======== Dataset records ========
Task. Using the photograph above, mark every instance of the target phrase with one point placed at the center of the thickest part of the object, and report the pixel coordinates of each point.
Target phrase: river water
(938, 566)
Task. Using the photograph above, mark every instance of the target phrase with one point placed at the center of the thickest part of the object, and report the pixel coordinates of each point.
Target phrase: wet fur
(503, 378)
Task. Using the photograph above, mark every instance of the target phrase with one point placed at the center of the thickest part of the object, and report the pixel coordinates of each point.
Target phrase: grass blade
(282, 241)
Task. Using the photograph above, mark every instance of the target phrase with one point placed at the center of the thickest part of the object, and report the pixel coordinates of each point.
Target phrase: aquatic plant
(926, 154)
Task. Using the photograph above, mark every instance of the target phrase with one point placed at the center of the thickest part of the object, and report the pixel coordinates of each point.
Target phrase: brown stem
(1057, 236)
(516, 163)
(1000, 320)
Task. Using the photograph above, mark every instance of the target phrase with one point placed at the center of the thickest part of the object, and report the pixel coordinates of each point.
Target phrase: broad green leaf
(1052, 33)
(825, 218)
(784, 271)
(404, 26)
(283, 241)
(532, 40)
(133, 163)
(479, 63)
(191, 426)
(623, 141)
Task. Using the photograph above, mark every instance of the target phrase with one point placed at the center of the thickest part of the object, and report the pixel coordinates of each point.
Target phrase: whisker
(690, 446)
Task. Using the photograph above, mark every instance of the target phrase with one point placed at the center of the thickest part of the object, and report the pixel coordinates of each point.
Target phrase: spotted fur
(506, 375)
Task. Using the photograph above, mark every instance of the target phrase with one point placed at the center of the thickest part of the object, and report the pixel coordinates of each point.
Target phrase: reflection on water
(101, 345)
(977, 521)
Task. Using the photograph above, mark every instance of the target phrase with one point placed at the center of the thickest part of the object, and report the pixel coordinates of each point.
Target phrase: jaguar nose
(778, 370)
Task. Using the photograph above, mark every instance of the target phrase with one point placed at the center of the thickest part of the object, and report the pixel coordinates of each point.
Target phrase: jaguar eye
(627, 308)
========
Assignment → Return every line of the material word for word.

Answer to this task →
Task. Using the photograph above, mark every instance of the target phrase with one point placed at the center of the thickest part of the object, and report the pixel coordinates of each point.
Target phrase: river water
(938, 566)
Task. Using the photograph above, mark every instance of the target phrase with one point placed at the center of the thickest part of the object, and report the pixel coordinates of each point.
Target phrase: wet fur
(503, 378)
Task. Using the photograph above, mark every instance of the target phrase with one point placed at the center of the thickest part of the object, and report the pixel coordinates of each point.
Target phrase: grass blade
(282, 241)
Task. Using the photograph above, mark every instance of the target phrase with one point placed at the center of the thickest part of the object, and report the pixel coordinates of each point.
Target phrase: aquatic plant
(926, 154)
Task. Using the photograph above, mark every instance of the target phrase with one point placed at the center of the thickest part of the object, and report the pixel coordinates of each point.
Target phrase: brown stem
(1057, 236)
(516, 163)
(1000, 320)
Task. Using the photograph above, mark every instance of the target phrase with one point placed at the center of the thickest part of the object, and report the pixel coordinates of each point.
Target phrase: broad green leaf
(1052, 33)
(825, 218)
(784, 271)
(404, 26)
(283, 241)
(532, 40)
(133, 163)
(479, 63)
(191, 426)
(623, 141)
Task. Using the photograph above, mark every instance of the target phrase with one point placed at the center of the thickest part of the object, and report the pixel coordinates of each point.
Target phrase: whisker
(690, 446)
Task. Using the photograph above, mark every instance of the target phrase with one point placed at the center of the thickest part of the object, and report the pixel coordinates of each point.
Target phrase: spotted fur
(506, 375)
Task. Using the photograph above, mark every instance of the target phrase with one point placed at the center of the thickest part of the object, and report the pixel coordinates of each point.
Target phrase: reflection on water
(101, 345)
(977, 521)
Task. Using the photograph above, mark every instance of the target phrase with one point placed at the center of the thickest part of the object, and report the pixel coordinates of each point.
Target phrase: jaguar nose
(778, 370)
Task. Using the photograph above, mark every instance of the target phrase with one point placed at the center of the thickest part of the object, and report the pixel coordinates of each point.
Target phrase: jaguar eye
(627, 308)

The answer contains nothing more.